WORK TO COMPLETE - Go through the entries below and print each one exactly, leaving out pictures.

/---

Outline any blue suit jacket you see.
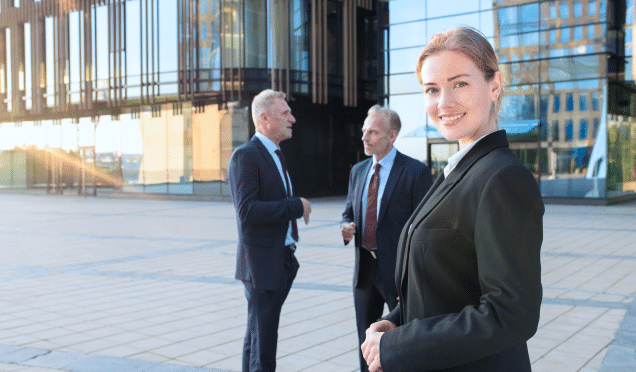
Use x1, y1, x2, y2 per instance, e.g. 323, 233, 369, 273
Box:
228, 136, 304, 290
342, 150, 433, 300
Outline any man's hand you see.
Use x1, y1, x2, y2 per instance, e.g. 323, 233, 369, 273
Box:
341, 222, 356, 244
300, 198, 311, 224
361, 320, 397, 372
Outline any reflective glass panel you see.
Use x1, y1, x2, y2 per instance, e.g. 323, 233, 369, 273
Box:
389, 0, 426, 24
580, 119, 589, 139
574, 25, 583, 41
560, 1, 569, 18
390, 21, 425, 50
607, 117, 636, 198
580, 93, 588, 111
561, 27, 570, 43
389, 47, 422, 75
388, 72, 421, 95
427, 0, 480, 18
574, 1, 583, 17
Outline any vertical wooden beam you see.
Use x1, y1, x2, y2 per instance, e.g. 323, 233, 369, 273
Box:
0, 28, 7, 112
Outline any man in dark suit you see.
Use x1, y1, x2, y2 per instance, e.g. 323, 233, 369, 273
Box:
228, 89, 311, 372
341, 104, 433, 372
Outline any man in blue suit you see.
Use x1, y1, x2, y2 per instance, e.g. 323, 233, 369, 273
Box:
228, 89, 311, 372
341, 105, 433, 372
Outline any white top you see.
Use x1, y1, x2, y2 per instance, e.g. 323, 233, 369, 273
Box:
443, 133, 490, 178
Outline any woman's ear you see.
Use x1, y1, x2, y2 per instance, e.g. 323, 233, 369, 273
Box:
490, 71, 503, 101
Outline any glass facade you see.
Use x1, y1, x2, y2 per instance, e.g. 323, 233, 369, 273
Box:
0, 0, 379, 197
389, 0, 636, 203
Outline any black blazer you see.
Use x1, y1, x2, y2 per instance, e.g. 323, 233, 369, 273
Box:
342, 150, 433, 299
381, 131, 544, 372
228, 136, 304, 290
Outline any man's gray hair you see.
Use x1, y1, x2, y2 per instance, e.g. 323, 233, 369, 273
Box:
367, 104, 401, 134
252, 89, 287, 124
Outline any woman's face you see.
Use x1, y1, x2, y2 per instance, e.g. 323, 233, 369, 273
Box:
419, 50, 502, 149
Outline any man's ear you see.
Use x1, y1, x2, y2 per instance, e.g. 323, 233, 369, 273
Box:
389, 130, 398, 142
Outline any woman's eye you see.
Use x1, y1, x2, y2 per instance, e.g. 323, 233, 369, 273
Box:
455, 81, 468, 88
425, 87, 438, 94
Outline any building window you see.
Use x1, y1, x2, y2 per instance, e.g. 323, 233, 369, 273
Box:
200, 0, 207, 14
566, 93, 574, 111
588, 24, 595, 39
554, 95, 561, 113
593, 118, 600, 135
540, 94, 549, 122
550, 3, 557, 19
560, 1, 569, 18
592, 92, 600, 110
552, 120, 560, 141
201, 23, 208, 41
574, 25, 583, 40
588, 1, 596, 15
565, 120, 574, 140
580, 119, 588, 139
550, 28, 557, 44
561, 27, 570, 43
580, 93, 588, 111
574, 1, 583, 17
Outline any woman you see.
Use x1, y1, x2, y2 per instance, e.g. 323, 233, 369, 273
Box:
361, 27, 544, 372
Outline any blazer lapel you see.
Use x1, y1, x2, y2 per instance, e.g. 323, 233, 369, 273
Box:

\---

REPLY -
Outline any blue suit jacket you see.
Use x1, y1, x2, y2 per instance, e.g. 323, 233, 369, 273
Box:
228, 136, 304, 290
342, 150, 433, 300
Outline any man's hand you see.
Use x1, y1, x2, y2 per instance, e.g. 323, 233, 369, 273
Box:
341, 222, 356, 244
300, 198, 311, 224
361, 320, 397, 372
Outline any reflective glass panel you see.
Use x1, y1, x2, y2 per instance, e.g. 323, 233, 369, 273
Box:
389, 0, 426, 24
580, 119, 589, 139
574, 25, 583, 41
560, 1, 569, 18
390, 21, 425, 50
607, 117, 636, 198
580, 93, 588, 111
561, 27, 570, 43
389, 47, 422, 75
388, 72, 421, 95
427, 0, 480, 18
574, 1, 583, 17
Outline any vertical wooden beam you see.
Use x1, y1, x2, y2 per instance, e.g. 323, 233, 369, 273
Box:
0, 28, 7, 112
Outline any man in dark suit you see.
Use x1, y1, x2, y2 per instance, e.g. 323, 233, 369, 273
Box:
228, 89, 311, 372
341, 104, 433, 372
Outline any man in blue suit you see.
Use x1, y1, x2, y2 per instance, e.g. 323, 233, 369, 273
Box:
228, 89, 311, 372
341, 105, 433, 372
Outline any white top you see.
Use x1, y1, x2, y2 per instance, e.g. 323, 233, 369, 273
Box:
443, 133, 490, 178
Outline any woman's ear you see.
Use x1, y1, x2, y2 per instance, e.g. 323, 233, 369, 273
Box:
490, 71, 503, 101
Outline any glass facade you see.
Use x1, y1, x2, y2 per instance, e.g. 323, 233, 369, 273
Box:
0, 0, 379, 197
389, 0, 636, 203
Outline any black blazer you see.
Use x1, y1, x2, y2 per instance, e.g. 323, 233, 369, 273
Box:
342, 150, 433, 299
381, 131, 544, 372
228, 136, 304, 290
Outline any man's gray hair you see.
Use x1, y1, x2, y2 per instance, e.g. 323, 233, 369, 273
Box:
367, 104, 401, 134
252, 89, 287, 124
Outline any woman's face you see.
Use x1, y1, x2, y2 per instance, e.g. 323, 233, 369, 273
Box:
419, 50, 502, 149
Outline any man's ear you see.
Use x1, y1, x2, y2 per instance, e.g. 323, 233, 369, 273
Box:
389, 130, 398, 142
Outline any woman's eye you see.
Use x1, y1, x2, y2 per instance, e.g. 323, 233, 369, 273
Box:
455, 81, 468, 88
425, 87, 438, 94
Outline any building window you see.
Use x1, y1, x2, y2 per instance, e.g. 323, 233, 369, 273
Box:
200, 0, 207, 14
566, 93, 574, 111
588, 24, 595, 39
554, 95, 561, 113
593, 118, 600, 135
540, 94, 549, 122
550, 3, 557, 19
560, 1, 569, 18
592, 92, 600, 110
552, 120, 560, 141
201, 23, 208, 41
574, 25, 583, 40
588, 1, 596, 15
565, 120, 574, 140
580, 119, 588, 139
550, 28, 557, 44
561, 27, 570, 43
580, 93, 588, 111
574, 1, 583, 17
Outline any woman you see.
Use x1, y1, x2, y2 per instance, e.g. 323, 233, 369, 273
Box:
361, 27, 544, 372
Outline any blazer lapel you see.
Use x1, y1, x2, y2 per instance, e.g. 323, 233, 369, 273
Box:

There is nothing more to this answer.